• **Task**: Reproduce the lines below word for word, starting with the line that contains "Segment every instance of the drip" and going on through the line that contains "279), (184, 271)]", with both of those lines included. Leave the pictures out of your answer.

──────

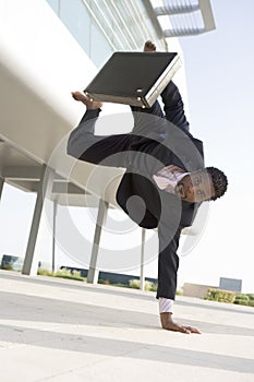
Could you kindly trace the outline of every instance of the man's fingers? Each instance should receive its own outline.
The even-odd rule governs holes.
[[[190,331],[190,333],[196,333],[196,334],[202,334],[202,332],[198,331],[198,329],[196,327],[192,327],[192,326],[184,326],[188,331]]]

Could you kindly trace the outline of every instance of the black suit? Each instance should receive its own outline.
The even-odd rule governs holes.
[[[141,227],[158,227],[159,265],[157,297],[174,299],[181,229],[190,226],[198,205],[159,190],[153,175],[167,165],[188,172],[204,167],[203,144],[189,132],[181,95],[170,82],[161,94],[165,115],[156,102],[152,108],[132,107],[130,134],[94,135],[99,109],[87,110],[71,133],[68,153],[81,160],[124,167],[117,191],[122,210]]]

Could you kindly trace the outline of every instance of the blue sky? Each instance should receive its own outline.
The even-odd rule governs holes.
[[[206,229],[193,251],[184,256],[180,253],[179,284],[218,285],[220,276],[235,277],[243,279],[244,291],[254,291],[254,1],[217,0],[211,5],[216,31],[180,43],[191,131],[204,141],[206,165],[228,175],[229,190],[210,203]],[[24,255],[34,202],[35,195],[4,187],[0,255]],[[50,241],[44,244],[45,252],[50,253]],[[148,272],[156,277],[156,264]]]
[[[216,275],[253,282],[254,2],[211,1],[216,31],[181,38],[191,129],[205,144],[206,165],[225,170],[229,189],[211,204],[198,246],[180,274],[215,283]]]

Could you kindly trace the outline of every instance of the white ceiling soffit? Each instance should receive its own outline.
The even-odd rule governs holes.
[[[150,0],[165,37],[193,36],[216,28],[210,0]]]

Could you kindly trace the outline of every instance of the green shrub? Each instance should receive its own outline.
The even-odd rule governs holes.
[[[249,301],[250,300],[250,298],[249,298],[249,296],[247,295],[243,295],[243,294],[241,294],[241,295],[237,295],[235,296],[235,301],[237,300],[241,300],[241,301]]]
[[[53,277],[76,279],[78,282],[84,282],[85,278],[81,276],[80,271],[69,271],[66,268],[59,270],[53,274]]]
[[[76,279],[78,282],[85,282],[86,278],[81,276],[81,272],[78,271],[69,271],[66,268],[59,270],[57,272],[38,268],[37,275],[39,276],[51,276],[51,277],[60,277],[60,278],[69,278]]]
[[[129,282],[130,288],[133,288],[133,289],[140,289],[140,285],[141,285],[140,279],[130,279]]]
[[[234,297],[235,293],[233,291],[209,288],[205,296],[205,300],[233,302]]]
[[[39,276],[53,276],[53,272],[39,267],[37,271],[37,275],[39,275]]]
[[[145,290],[157,291],[157,285],[152,282],[145,282]]]
[[[140,289],[141,280],[140,279],[130,279],[129,286],[130,286],[130,288],[133,288],[133,289]],[[157,291],[157,285],[155,283],[146,280],[144,289],[148,290],[148,291]]]

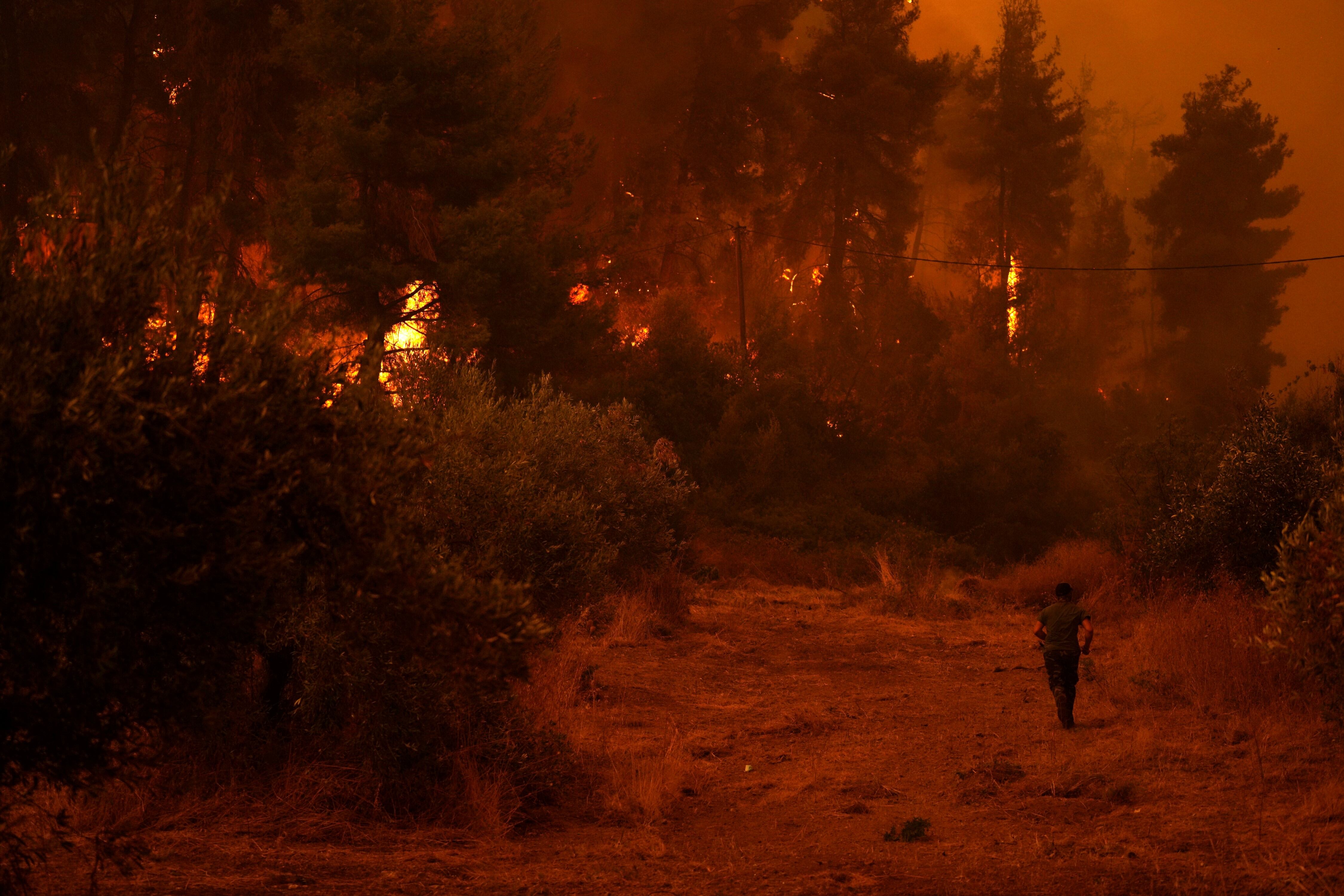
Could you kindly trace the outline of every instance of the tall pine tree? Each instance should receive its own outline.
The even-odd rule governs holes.
[[[544,363],[566,283],[543,235],[579,159],[540,116],[550,52],[531,4],[305,0],[282,23],[302,82],[274,251],[362,337],[362,383],[410,320],[464,330],[505,369]],[[575,314],[578,314],[575,312]]]
[[[1082,103],[1064,98],[1059,46],[1042,52],[1044,20],[1036,0],[1004,0],[1003,35],[966,82],[974,102],[969,142],[954,164],[984,192],[966,207],[961,235],[966,257],[997,265],[980,289],[977,317],[1000,341],[1030,339],[1030,275],[1021,265],[1058,263],[1073,223],[1070,187],[1078,176]]]
[[[1278,120],[1246,95],[1250,86],[1232,66],[1211,75],[1181,103],[1184,130],[1153,144],[1153,154],[1171,169],[1137,207],[1153,227],[1157,265],[1266,262],[1292,239],[1288,227],[1257,226],[1286,216],[1302,192],[1269,185],[1292,150]],[[1188,410],[1216,418],[1226,406],[1230,368],[1253,388],[1269,384],[1270,368],[1284,363],[1267,341],[1284,316],[1278,297],[1305,270],[1157,274],[1161,324],[1172,337],[1157,360]]]

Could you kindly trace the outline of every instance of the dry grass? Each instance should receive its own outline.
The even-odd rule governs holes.
[[[1107,689],[1129,704],[1179,701],[1204,712],[1314,711],[1297,705],[1292,673],[1255,643],[1263,625],[1254,596],[1234,584],[1207,594],[1160,591],[1128,626],[1117,652],[1121,674],[1109,677]]]
[[[1007,606],[1044,607],[1055,602],[1060,582],[1094,604],[1124,599],[1129,592],[1124,562],[1101,541],[1090,540],[1060,541],[1039,560],[1015,566],[988,586]]]
[[[1031,575],[1050,582],[1079,556]],[[149,866],[126,892],[261,892],[277,869],[358,895],[1339,892],[1337,736],[1259,662],[1249,595],[1145,604],[1105,578],[1078,580],[1098,634],[1071,732],[1054,723],[1034,613],[996,606],[995,582],[970,619],[840,591],[718,587],[671,637],[634,588],[562,625],[519,688],[587,772],[563,823],[333,849],[271,846],[249,821],[246,837],[212,829],[208,848]],[[941,575],[934,598],[957,586]],[[915,817],[927,840],[884,838]],[[167,852],[184,834],[157,837]]]
[[[637,647],[650,637],[673,637],[689,609],[691,584],[675,567],[644,576],[613,595],[602,627],[593,613],[560,625],[559,637],[532,666],[519,696],[532,715],[574,747],[582,778],[593,782],[603,811],[649,825],[663,817],[689,774],[691,760],[675,727],[650,733],[641,727],[599,724],[598,704],[607,685],[597,670],[612,650]]]

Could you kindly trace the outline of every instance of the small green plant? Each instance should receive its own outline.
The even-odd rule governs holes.
[[[887,830],[887,833],[882,836],[882,838],[888,844],[894,844],[898,840],[903,844],[913,844],[917,840],[925,840],[926,837],[929,837],[929,827],[931,825],[933,822],[929,821],[927,818],[919,818],[918,815],[915,815],[905,825],[902,825],[899,832],[896,830],[896,826],[892,825]]]
[[[1261,643],[1324,690],[1344,715],[1344,490],[1284,527],[1278,563],[1265,574],[1269,613]]]

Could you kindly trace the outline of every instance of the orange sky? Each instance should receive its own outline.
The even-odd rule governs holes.
[[[1097,71],[1094,98],[1167,113],[1180,128],[1181,94],[1227,63],[1251,78],[1251,95],[1279,117],[1296,154],[1285,180],[1305,191],[1288,219],[1297,236],[1285,258],[1344,253],[1344,3],[1340,0],[1040,0],[1062,40],[1070,79],[1083,60]],[[921,55],[993,46],[999,0],[922,0]],[[1136,255],[1141,263],[1142,254]],[[1344,351],[1344,261],[1312,265],[1281,300],[1289,310],[1270,341],[1288,356],[1279,384],[1308,360]]]

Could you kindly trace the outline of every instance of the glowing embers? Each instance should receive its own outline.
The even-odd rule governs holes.
[[[407,283],[402,290],[403,308],[409,314],[406,318],[387,330],[383,345],[390,352],[409,352],[425,348],[425,326],[429,322],[429,304],[438,298],[438,293],[429,283],[415,281]]]
[[[1017,330],[1021,325],[1017,310],[1017,285],[1021,281],[1021,262],[1016,258],[1008,262],[1008,341],[1017,341]]]

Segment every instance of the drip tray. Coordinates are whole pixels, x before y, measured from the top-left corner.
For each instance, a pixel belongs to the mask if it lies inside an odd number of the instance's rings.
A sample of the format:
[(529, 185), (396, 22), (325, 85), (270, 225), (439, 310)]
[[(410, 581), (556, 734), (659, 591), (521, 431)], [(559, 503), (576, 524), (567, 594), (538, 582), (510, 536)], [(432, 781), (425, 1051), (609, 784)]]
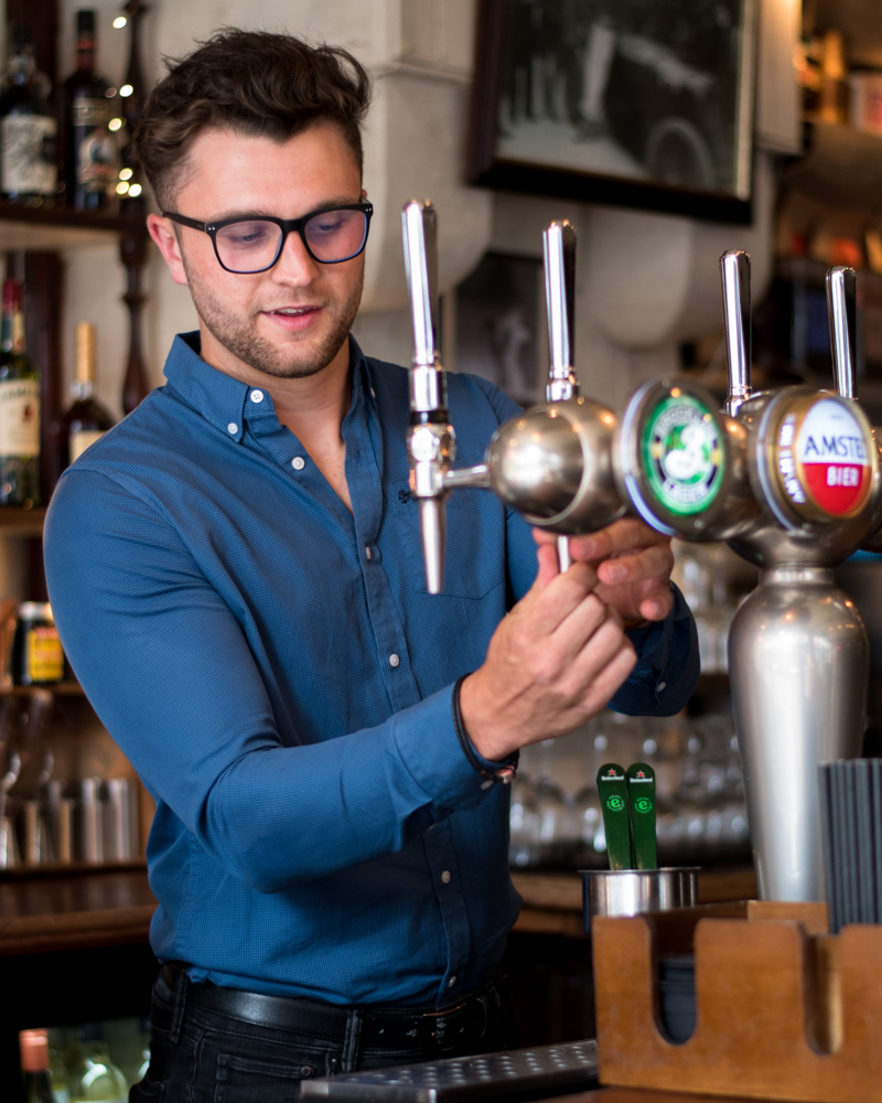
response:
[(487, 1096), (539, 1099), (596, 1086), (598, 1043), (592, 1039), (303, 1080), (300, 1095), (303, 1100), (448, 1103)]

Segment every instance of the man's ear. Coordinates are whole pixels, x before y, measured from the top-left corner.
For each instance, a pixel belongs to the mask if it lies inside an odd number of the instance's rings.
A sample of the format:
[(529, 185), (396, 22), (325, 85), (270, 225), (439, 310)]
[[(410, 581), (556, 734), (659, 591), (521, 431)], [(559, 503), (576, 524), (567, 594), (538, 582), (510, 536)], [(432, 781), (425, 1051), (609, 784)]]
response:
[(184, 263), (181, 259), (181, 246), (171, 219), (163, 218), (158, 214), (149, 214), (147, 216), (147, 229), (159, 246), (159, 251), (162, 254), (162, 259), (169, 266), (169, 271), (174, 282), (186, 287), (187, 279), (184, 271)]

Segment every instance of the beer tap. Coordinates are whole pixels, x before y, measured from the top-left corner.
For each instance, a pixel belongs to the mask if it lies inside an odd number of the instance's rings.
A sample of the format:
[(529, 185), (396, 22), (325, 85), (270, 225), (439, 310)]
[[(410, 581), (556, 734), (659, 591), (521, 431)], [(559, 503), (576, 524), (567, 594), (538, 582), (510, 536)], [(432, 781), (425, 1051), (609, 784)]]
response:
[[(411, 492), (420, 504), (427, 585), (443, 586), (444, 506), (458, 486), (493, 490), (533, 525), (567, 535), (594, 532), (626, 511), (612, 465), (613, 411), (579, 394), (571, 363), (576, 235), (566, 223), (545, 233), (551, 367), (548, 400), (509, 418), (491, 438), (484, 462), (454, 469), (455, 435), (447, 409), (432, 288), (435, 212), (411, 202), (404, 211), (405, 257), (413, 322), (408, 454)], [(561, 546), (562, 545), (562, 546)], [(561, 567), (566, 540), (559, 542)]]
[[(458, 471), (433, 325), (434, 211), (405, 208), (415, 322), (409, 454), (429, 589), (441, 586), (443, 510), (459, 485), (493, 490), (531, 524), (594, 532), (633, 511), (659, 532), (724, 540), (760, 568), (729, 636), (732, 708), (760, 896), (824, 899), (817, 768), (861, 752), (869, 644), (832, 568), (882, 524), (879, 450), (838, 371), (839, 394), (808, 386), (753, 393), (750, 257), (720, 260), (729, 390), (724, 409), (691, 381), (649, 382), (621, 420), (579, 394), (572, 367), (576, 237), (545, 235), (551, 368), (546, 401), (492, 437), (484, 463)], [(850, 285), (833, 358), (852, 363)], [(838, 295), (839, 292), (835, 292)], [(851, 319), (851, 321), (849, 321)], [(839, 351), (837, 351), (839, 350)], [(875, 527), (873, 527), (875, 526)]]
[(413, 323), (410, 367), (410, 491), (419, 503), (426, 585), (440, 593), (447, 545), (444, 474), (456, 454), (448, 413), (447, 375), (438, 352), (437, 216), (431, 203), (413, 201), (401, 215), (405, 267)]
[[(857, 403), (858, 289), (854, 269), (845, 266), (828, 269), (825, 289), (836, 393)], [(861, 548), (882, 552), (882, 441), (875, 428), (872, 437), (876, 454), (870, 494), (873, 511)]]
[[(622, 419), (620, 467), (649, 524), (722, 538), (760, 568), (729, 633), (759, 890), (820, 900), (817, 768), (860, 754), (869, 676), (867, 634), (832, 567), (867, 532), (879, 463), (853, 400), (805, 386), (751, 390), (749, 257), (724, 254), (720, 268), (727, 413), (714, 417), (686, 384), (644, 386)], [(678, 457), (687, 430), (691, 462)]]

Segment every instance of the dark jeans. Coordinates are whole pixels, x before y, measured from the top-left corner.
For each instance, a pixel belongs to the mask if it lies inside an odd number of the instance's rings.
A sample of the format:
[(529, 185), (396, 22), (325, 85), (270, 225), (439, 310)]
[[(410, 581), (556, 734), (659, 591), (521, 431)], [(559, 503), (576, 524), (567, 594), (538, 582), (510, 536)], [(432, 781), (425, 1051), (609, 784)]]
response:
[(361, 1042), (357, 1008), (345, 1016), (345, 1037), (329, 1039), (201, 1007), (200, 988), (185, 977), (172, 988), (160, 974), (150, 1015), (150, 1068), (131, 1089), (129, 1103), (291, 1103), (301, 1080), (312, 1077), (491, 1053), (514, 1041), (503, 1009), (488, 1016), (481, 1037), (443, 1052), (372, 1048)]

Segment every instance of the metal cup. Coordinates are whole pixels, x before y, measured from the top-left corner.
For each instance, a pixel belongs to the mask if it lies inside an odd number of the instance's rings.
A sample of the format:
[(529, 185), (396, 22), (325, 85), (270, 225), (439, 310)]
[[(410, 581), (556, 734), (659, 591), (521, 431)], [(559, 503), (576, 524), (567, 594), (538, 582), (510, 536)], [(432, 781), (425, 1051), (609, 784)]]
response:
[(580, 869), (582, 915), (591, 933), (594, 915), (641, 915), (691, 908), (698, 902), (698, 867), (662, 869)]

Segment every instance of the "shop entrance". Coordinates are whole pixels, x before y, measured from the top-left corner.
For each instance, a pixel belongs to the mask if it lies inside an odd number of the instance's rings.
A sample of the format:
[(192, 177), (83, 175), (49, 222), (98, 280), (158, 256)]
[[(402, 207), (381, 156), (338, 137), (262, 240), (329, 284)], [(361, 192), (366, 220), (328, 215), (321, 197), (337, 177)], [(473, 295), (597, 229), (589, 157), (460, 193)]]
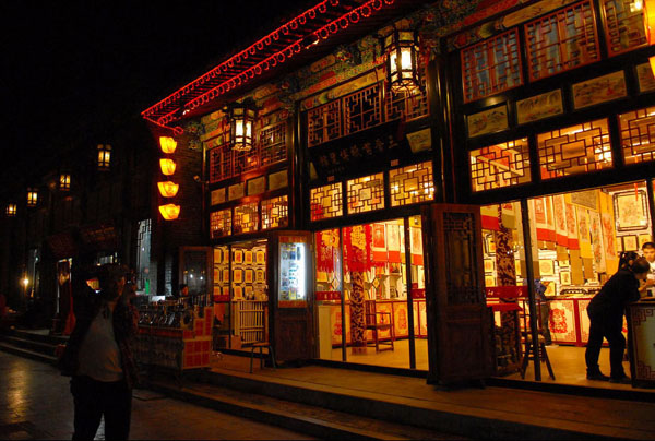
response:
[[(641, 181), (533, 198), (523, 205), (527, 207), (527, 223), (522, 222), (525, 216), (520, 202), (481, 207), (486, 286), (534, 285), (532, 311), (536, 314), (538, 339), (556, 377), (550, 378), (547, 366), (541, 363), (543, 381), (609, 386), (607, 382), (586, 379), (586, 308), (617, 272), (620, 253), (641, 254), (643, 245), (652, 242), (652, 194), (647, 183)], [(524, 237), (529, 238), (529, 249)], [(526, 254), (533, 261), (532, 281), (527, 279)], [(503, 255), (512, 255), (511, 264), (507, 259), (500, 262)], [(499, 302), (487, 300), (488, 305)], [(510, 379), (535, 380), (532, 360), (522, 370), (532, 319), (528, 298), (500, 301), (515, 302), (517, 308), (495, 308), (496, 372)], [(626, 336), (627, 331), (624, 321)], [(606, 374), (608, 351), (604, 347), (599, 358), (600, 370)], [(627, 358), (624, 370), (630, 372)], [(631, 389), (629, 384), (611, 388)]]
[(421, 217), (327, 229), (314, 240), (318, 357), (427, 371)]

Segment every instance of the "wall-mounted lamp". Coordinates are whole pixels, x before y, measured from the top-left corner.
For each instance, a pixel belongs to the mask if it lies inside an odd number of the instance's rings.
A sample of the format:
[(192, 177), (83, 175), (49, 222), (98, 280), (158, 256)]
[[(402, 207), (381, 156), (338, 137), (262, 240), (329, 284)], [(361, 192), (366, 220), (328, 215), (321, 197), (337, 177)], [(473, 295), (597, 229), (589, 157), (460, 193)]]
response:
[(386, 82), (392, 92), (413, 92), (420, 87), (418, 41), (414, 31), (394, 28), (384, 37)]
[(180, 188), (178, 183), (172, 181), (157, 182), (157, 187), (159, 188), (159, 193), (164, 198), (174, 198)]
[(108, 170), (111, 165), (111, 145), (98, 144), (98, 169)]
[(175, 204), (159, 205), (159, 213), (166, 221), (175, 221), (180, 215), (180, 206)]
[(170, 136), (159, 136), (159, 146), (164, 153), (175, 153), (177, 142)]
[(38, 203), (38, 191), (27, 189), (27, 206), (36, 206)]
[(16, 204), (8, 204), (5, 213), (8, 217), (14, 217), (16, 215)]
[(176, 164), (175, 160), (169, 158), (159, 159), (159, 167), (162, 168), (162, 172), (166, 176), (170, 176), (175, 174)]
[(231, 148), (239, 152), (252, 150), (252, 128), (257, 108), (254, 100), (246, 99), (229, 107)]
[(69, 174), (59, 175), (59, 190), (68, 191), (71, 189), (71, 176)]

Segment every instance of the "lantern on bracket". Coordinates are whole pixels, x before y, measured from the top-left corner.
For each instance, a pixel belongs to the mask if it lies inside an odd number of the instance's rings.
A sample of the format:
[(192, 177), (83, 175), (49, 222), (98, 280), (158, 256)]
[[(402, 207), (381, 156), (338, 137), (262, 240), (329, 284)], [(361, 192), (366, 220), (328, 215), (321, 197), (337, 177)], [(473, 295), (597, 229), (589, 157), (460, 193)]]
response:
[(36, 206), (38, 203), (38, 191), (36, 189), (27, 189), (27, 206)]
[(175, 198), (180, 186), (172, 181), (166, 182), (157, 182), (157, 187), (159, 188), (159, 194), (164, 198)]
[(180, 215), (180, 206), (175, 204), (159, 205), (159, 213), (166, 221), (175, 221)]
[(108, 170), (111, 165), (111, 145), (98, 144), (98, 170)]
[(255, 117), (257, 106), (251, 98), (229, 106), (231, 150), (238, 152), (252, 150), (252, 131)]
[(162, 147), (162, 152), (170, 154), (175, 153), (177, 142), (170, 136), (159, 136), (159, 146)]
[(8, 204), (5, 213), (7, 213), (8, 217), (15, 217), (15, 215), (16, 215), (16, 204)]
[(412, 29), (394, 29), (383, 37), (386, 53), (386, 82), (391, 92), (413, 92), (420, 87), (418, 39)]

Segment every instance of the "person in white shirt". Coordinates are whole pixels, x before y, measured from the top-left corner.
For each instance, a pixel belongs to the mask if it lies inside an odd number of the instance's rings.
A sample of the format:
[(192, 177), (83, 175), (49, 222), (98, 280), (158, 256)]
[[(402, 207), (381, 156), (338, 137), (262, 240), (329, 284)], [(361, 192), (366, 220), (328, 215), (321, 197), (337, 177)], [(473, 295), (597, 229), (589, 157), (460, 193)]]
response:
[(655, 242), (645, 242), (642, 246), (642, 252), (651, 265), (651, 271), (648, 272), (648, 278), (640, 288), (640, 291), (643, 289), (647, 291), (646, 295), (648, 297), (655, 297)]

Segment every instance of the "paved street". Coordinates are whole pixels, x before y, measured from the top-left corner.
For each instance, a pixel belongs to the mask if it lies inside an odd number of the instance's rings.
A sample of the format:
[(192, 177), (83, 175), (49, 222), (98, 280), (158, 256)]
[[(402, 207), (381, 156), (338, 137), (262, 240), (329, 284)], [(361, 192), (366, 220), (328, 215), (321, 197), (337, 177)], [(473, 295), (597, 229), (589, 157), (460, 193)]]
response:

──────

• **Expected output**:
Segment every instance of the drip tray. Coordinates are whole pixels, x before y, measured from the top-left corner.
For each instance, a pixel belongs to the mask if it lies inside an odd number of the instance's rings.
A sample of the format:
[(529, 185), (396, 22), (325, 85), (270, 225), (439, 310)]
[[(410, 581), (556, 734), (659, 591), (521, 431)], [(559, 503), (576, 524), (567, 594), (538, 582), (510, 536)], [(432, 781), (425, 1051), (609, 784)]]
response:
[(487, 1096), (539, 1099), (596, 1086), (598, 1043), (592, 1039), (303, 1080), (300, 1095), (303, 1100), (448, 1103)]

Segment every instance of the man's ear. Coordinates are whole pixels, x before y, measured from the top-left corner.
For each instance, a pixel belongs to the mask if it lies inside an odd number of the instance's rings.
A sample of the format:
[(529, 185), (396, 22), (325, 85), (270, 225), (439, 310)]
[[(410, 581), (556, 734), (659, 591), (521, 431)], [(559, 503), (576, 524), (567, 594), (538, 582), (510, 536)], [(432, 781), (425, 1051), (609, 784)]]
response:
[(184, 263), (181, 259), (181, 246), (171, 219), (163, 218), (158, 214), (149, 214), (147, 216), (147, 229), (159, 246), (159, 251), (162, 254), (162, 259), (169, 266), (169, 271), (174, 282), (186, 287), (187, 279), (184, 271)]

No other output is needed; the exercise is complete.